Emotional Intelligence Is a Superpower —June 22
SAGe (Self-Actualized Genius)—Learn More
June 22, 2025
Sunday SAGe Volume 40: Emotional Intelligence Is a Superpower
Here is this week’s installment of Sunday SAGe, an email communication that shares wellness inspiration from The Wellness Ethic to help people thrive during the coming week (and beyond!).
This week, our focus is on emotional intelligence, which is one of the most influential factors in a person’s happiness and success.
Emotional Intelligence Is a Superpower
An excerpt from The Wellness Ethic:
After I read Daniel Goleman’s book “Emotional Intelligence”, I knew it was going to be a game changer for my relationships and overall happiness. Emotional intelligence (EI) is the ability to recognize and regulate one’s emotions, as well as the ability to engage effectively with the feelings of others. To make EI accessible and actionable, I’ll focus on four elements: self-awareness, self-management, social awareness, and relationship management, which are derived from Goleman’s work.
Emotional intelligence begins with self-awareness of positive and negative emotions. When you are emotionally intelligent, you’re in touch with your feelings and understand how they affect your thoughts and behavior. You savor positive emotions like joy, compassion, hope, gratitude, love, and serenity. You’re also aware of mood shifts and their triggers, recognizing that negative emotions such as anger, anxiety, jealousy, and frustration undermine your happiness and ability to relate to others.
Self-awareness then leads to self-management of your feelings to maintain emotional well-being. When you are in a positive emotional state, you are happier, of course, but you also improve your ability to foster healthy relationships, defuse difficult situations, and make better decisions.
Once you’re in a productive emotional state, if you’re relating with others, you can then focus on the next step: social awareness. What are the emotional states of the people you’re dealing with? Are they positive? If not, what negative emotions are present, what’s driving them, and how are they impacting your relationship? When you are socially aware, you empathize with others. You seek to understand their feelings, needs, and perspectives without passing judgment. You pay attention to verbal and nonverbal cues. You are also in tune with group dynamics and social norms and how they influence a person’s emotions and behaviors.
After factoring in social awareness, you are then ready for relationship management, which is the process of relating with others to achieve a positive outcome. Considering the emotions of the involved parties is critical in this step. Someone who is emotionally hurt or angry probably won’t relate effectively until those emotions are mitigated.
What It Means
Emotional intelligence starts with being aware of your emotional state and effectively steering your emotions to a positive state if you’re struggling emotionally.

DATA:
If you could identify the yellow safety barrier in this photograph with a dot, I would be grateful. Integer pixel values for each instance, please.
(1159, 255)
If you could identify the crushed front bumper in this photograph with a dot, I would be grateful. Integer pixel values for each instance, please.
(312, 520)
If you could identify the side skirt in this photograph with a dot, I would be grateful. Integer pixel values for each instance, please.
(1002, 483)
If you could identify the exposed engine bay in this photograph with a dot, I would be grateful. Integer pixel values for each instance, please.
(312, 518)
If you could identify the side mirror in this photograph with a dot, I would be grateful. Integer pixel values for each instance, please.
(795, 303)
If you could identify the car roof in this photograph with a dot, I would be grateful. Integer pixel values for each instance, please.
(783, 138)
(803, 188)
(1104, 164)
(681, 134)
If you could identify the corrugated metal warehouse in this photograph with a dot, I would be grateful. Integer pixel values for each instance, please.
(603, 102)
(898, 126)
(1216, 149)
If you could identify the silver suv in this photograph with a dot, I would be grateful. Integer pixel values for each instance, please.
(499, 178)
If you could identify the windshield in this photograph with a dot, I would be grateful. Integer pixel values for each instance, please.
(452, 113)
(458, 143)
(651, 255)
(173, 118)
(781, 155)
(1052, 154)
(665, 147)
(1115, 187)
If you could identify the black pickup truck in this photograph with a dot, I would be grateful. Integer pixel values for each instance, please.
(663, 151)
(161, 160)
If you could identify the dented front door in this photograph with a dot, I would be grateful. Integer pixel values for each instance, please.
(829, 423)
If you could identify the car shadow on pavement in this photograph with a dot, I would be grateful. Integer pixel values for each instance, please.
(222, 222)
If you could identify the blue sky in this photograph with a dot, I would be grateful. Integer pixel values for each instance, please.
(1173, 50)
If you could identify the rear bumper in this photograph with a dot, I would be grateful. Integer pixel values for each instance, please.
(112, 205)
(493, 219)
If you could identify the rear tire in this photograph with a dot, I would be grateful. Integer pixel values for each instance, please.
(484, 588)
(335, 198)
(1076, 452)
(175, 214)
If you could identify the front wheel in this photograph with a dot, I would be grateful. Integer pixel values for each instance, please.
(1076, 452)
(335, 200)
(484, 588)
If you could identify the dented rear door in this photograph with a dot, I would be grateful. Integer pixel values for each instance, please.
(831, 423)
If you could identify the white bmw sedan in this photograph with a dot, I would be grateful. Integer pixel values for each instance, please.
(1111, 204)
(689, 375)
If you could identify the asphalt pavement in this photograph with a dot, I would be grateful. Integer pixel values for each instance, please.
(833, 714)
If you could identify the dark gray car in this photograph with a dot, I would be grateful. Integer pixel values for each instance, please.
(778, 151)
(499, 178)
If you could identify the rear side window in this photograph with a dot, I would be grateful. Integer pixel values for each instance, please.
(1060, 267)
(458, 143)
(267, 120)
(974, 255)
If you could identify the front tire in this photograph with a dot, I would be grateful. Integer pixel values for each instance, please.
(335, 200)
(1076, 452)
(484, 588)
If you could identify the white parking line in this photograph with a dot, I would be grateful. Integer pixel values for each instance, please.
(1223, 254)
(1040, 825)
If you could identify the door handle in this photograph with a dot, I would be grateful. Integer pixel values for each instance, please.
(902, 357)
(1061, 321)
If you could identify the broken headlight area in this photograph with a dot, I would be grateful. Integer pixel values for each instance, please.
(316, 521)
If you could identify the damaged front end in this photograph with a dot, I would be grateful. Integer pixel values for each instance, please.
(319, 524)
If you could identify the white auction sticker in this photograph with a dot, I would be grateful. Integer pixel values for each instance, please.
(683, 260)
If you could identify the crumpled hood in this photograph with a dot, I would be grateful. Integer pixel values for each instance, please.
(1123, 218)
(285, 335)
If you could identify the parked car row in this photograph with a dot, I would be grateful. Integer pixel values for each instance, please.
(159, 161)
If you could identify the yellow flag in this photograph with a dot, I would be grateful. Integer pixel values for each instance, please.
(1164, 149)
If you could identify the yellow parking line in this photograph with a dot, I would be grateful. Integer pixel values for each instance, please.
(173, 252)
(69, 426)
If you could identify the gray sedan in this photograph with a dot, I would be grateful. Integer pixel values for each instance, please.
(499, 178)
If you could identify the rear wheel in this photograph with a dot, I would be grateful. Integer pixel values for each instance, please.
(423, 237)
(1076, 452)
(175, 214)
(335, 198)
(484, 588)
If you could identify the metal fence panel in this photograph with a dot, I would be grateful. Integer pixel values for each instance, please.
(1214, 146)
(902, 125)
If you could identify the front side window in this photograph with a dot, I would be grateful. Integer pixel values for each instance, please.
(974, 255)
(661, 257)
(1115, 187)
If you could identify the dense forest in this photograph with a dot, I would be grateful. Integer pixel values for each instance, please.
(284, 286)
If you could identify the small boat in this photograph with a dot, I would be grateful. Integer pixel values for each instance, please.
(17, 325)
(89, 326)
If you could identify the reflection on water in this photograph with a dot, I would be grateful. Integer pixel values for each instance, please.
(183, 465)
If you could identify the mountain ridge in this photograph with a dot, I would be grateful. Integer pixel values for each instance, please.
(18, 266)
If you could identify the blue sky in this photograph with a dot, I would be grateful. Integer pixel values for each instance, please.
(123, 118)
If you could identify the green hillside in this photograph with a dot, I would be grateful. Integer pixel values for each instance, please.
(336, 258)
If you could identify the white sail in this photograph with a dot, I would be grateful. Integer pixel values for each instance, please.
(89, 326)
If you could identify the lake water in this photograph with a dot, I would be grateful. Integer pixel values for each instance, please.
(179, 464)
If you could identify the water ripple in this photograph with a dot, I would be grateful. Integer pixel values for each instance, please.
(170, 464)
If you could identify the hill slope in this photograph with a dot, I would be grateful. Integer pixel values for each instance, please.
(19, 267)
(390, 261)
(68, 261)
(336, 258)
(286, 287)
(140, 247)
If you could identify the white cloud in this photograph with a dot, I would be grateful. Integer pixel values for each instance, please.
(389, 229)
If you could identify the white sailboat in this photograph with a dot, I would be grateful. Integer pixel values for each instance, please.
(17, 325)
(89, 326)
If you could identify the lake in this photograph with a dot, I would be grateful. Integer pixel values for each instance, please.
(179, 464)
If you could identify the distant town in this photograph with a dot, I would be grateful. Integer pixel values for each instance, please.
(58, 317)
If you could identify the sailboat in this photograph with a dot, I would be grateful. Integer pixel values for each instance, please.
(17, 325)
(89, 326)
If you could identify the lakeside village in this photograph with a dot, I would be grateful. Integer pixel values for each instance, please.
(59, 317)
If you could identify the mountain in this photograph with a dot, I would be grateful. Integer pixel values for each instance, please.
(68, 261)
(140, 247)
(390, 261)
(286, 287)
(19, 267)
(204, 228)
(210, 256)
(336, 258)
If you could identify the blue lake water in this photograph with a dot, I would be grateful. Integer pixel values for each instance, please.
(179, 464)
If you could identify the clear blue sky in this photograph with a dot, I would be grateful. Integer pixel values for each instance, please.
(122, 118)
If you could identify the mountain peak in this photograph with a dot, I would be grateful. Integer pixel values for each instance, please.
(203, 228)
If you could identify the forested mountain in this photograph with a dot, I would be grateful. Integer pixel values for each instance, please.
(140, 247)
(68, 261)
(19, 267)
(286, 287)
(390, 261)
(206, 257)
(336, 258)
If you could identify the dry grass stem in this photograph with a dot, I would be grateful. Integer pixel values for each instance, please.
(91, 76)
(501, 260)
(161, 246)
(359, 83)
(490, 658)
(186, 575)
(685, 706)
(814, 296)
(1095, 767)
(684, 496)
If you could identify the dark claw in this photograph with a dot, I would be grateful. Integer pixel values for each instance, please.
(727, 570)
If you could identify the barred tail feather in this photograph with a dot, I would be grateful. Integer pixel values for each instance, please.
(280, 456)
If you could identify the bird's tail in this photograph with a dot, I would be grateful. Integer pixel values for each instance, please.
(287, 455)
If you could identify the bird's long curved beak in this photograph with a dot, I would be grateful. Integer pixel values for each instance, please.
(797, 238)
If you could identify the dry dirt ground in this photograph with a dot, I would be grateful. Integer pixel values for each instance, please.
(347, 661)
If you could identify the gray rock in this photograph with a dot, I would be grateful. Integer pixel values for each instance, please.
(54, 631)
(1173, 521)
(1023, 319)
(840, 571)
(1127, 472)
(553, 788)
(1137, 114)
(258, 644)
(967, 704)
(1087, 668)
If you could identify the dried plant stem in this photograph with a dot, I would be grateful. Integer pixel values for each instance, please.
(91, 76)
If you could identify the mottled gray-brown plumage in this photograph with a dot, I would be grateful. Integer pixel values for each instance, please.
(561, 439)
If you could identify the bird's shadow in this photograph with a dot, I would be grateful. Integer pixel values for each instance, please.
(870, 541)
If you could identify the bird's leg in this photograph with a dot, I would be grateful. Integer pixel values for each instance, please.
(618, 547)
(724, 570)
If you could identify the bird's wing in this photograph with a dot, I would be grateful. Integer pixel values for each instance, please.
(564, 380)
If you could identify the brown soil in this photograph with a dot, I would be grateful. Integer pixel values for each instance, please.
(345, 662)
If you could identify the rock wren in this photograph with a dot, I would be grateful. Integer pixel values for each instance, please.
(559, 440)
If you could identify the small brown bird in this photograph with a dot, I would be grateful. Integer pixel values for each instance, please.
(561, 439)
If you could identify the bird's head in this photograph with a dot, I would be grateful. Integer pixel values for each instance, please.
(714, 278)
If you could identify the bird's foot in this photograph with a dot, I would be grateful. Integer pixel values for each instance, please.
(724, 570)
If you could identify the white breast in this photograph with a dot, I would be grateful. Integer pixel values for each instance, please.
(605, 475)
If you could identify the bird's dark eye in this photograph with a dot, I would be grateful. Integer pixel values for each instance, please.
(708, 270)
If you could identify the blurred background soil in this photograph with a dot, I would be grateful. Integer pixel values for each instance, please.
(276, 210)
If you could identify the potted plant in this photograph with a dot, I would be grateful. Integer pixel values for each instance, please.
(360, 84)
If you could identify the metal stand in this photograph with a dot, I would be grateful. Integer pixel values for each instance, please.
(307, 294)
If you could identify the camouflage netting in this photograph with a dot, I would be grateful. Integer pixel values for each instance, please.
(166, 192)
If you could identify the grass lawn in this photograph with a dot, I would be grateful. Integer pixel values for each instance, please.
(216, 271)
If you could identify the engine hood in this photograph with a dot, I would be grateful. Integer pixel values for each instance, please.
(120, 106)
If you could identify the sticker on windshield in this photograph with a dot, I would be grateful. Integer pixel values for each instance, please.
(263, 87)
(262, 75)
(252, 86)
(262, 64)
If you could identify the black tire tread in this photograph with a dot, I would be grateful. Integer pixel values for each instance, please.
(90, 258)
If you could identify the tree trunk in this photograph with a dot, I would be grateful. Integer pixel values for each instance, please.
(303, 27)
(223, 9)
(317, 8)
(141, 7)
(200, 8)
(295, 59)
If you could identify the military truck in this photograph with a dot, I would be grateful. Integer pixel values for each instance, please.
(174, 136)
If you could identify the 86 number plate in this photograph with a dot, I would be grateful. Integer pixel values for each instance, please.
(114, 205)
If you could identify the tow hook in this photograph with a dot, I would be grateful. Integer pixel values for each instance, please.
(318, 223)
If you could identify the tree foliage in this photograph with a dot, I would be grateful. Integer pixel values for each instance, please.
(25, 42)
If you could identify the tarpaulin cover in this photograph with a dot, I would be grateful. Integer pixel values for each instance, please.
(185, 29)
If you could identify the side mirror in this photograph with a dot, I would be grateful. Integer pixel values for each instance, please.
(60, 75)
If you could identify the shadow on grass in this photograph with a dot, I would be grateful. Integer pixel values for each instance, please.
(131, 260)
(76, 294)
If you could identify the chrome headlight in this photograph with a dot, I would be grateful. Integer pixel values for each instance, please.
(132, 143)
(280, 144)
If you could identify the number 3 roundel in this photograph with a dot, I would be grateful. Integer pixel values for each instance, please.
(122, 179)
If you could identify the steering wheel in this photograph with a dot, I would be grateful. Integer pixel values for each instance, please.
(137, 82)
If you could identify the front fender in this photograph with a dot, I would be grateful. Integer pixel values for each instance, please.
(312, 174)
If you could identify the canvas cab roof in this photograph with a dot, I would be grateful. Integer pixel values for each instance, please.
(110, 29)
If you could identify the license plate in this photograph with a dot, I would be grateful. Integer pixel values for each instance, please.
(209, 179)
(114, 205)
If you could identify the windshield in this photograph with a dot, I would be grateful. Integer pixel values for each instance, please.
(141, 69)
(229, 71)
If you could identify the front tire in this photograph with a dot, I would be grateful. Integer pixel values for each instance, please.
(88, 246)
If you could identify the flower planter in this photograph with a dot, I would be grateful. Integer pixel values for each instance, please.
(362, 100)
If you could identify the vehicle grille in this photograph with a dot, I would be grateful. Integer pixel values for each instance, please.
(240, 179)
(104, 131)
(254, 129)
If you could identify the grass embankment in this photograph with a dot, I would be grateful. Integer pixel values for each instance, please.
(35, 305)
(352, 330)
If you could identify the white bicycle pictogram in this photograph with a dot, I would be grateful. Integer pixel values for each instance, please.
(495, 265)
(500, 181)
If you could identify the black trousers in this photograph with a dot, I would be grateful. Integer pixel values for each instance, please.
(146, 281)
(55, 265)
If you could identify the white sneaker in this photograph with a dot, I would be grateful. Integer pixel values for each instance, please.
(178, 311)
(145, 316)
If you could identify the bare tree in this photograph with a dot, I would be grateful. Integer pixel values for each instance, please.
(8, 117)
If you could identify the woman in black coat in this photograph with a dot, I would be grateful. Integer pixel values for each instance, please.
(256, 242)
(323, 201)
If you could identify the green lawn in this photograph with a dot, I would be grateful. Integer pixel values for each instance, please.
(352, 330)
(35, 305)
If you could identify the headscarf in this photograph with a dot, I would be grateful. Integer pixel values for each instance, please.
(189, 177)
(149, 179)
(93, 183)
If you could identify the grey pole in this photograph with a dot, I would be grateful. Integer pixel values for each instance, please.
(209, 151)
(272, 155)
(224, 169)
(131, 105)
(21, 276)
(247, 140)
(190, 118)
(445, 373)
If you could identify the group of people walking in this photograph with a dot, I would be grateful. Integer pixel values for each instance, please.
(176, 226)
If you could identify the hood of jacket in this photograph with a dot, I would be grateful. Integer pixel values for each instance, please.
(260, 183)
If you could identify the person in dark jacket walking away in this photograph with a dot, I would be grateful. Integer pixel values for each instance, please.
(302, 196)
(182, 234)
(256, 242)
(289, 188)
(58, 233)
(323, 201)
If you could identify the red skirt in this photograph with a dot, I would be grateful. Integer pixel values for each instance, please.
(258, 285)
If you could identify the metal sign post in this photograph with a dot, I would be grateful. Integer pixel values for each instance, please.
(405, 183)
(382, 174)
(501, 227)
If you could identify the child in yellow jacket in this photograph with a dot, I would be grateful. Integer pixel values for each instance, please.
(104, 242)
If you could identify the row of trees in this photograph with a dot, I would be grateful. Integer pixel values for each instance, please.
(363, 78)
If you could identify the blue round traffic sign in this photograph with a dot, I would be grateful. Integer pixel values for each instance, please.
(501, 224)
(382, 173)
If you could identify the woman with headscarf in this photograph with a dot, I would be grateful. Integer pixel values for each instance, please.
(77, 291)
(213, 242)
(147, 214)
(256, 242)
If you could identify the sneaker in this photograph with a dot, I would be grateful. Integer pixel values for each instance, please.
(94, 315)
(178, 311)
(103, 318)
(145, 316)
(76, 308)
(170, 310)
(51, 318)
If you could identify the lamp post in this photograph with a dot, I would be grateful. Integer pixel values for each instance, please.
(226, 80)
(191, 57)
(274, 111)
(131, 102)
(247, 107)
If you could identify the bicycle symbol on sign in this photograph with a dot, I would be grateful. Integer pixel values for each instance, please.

REQUEST A: Translate this sentence from the newsletter on emotional intelligence into Spanish: "Self-awareness then leads to self-management of your feelings to maintain emotional well-being."
REQUEST B:
Answer these questions from the newsletter on emotional intelligence:
(i) What volume number of Sunday SAGe is this installment?
(ii) Whose book does the excerpt credit as the source of the four elements?
(iii) How does the excerpt define relationship management?
REQUEST C: Resume the newsletter on emotional intelligence after its final sentence, extending the "What It Means" section.

FINAL RESULT A: La autoconciencia conduce entonces a la autogestión de tus sentimientos para mantener el bienestar emocional.

FINAL RESULT B:
(i) Volume 40.
(ii) Daniel Goleman's book "Emotional Intelligence."
(iii) It is the process of relating with others to achieve a positive outcome.

FINAL RESULT C:
If your emotional state isn’t where it needs to be, what can you do to get it there? You could apply a Stoic mindset and detach from negative forces. Or summon your SAGe and work through accepting and framing what has happened to get underneath what’s driving your emotions and how best to regulate them. You could also talk with a friend to help sort out how you feel, or calm your mind through deep breathing, meditation, and exercising.
A person with high emotional intelligence genuinely cares about others. They communicate openly and respectfully. They manage their own emotions and promote productive emotions within others. They admit when they are at fault, build trust, and resolve conflicts. A person with high EI nurtures healthy relationships and finds pathways to win-win outcomes.
When the emotional charge in a relationship is positive, both parties are positioned to bring their best to their interactions. Better results are achieved, and the experience is more enjoyable. Emotional intelligence is a superpower.
Your Call to Action
Do you have any opportunities with your emotional self-awareness, emotional self-regulation, being in tune with the emotions of others, or managing the emotional charge in your relationships? If so, determine how you want to move forward. If you need help, here are three suggestions:
Buy a copy of Daniel Goleman’s book Emotional Intelligence and do a deeper dive on the topic. It’s a terrific book that will open your mind to the power of emotional intelligence.
Buy a copy of The Wellness Ethic (yes, a shameless plug for my book!) and apply the learnings from the “Adopt Change in Your Life” and “Choose Your Response to Life” sections. The entire book, and especially those sections, were designed to help you adopt meaningful change in your life so you thrive.
View back issues of Sunday SAGe on the WellnessEthic.com website. There are plenty of tips to help you bring meaningful change into your life.
Have a happy week!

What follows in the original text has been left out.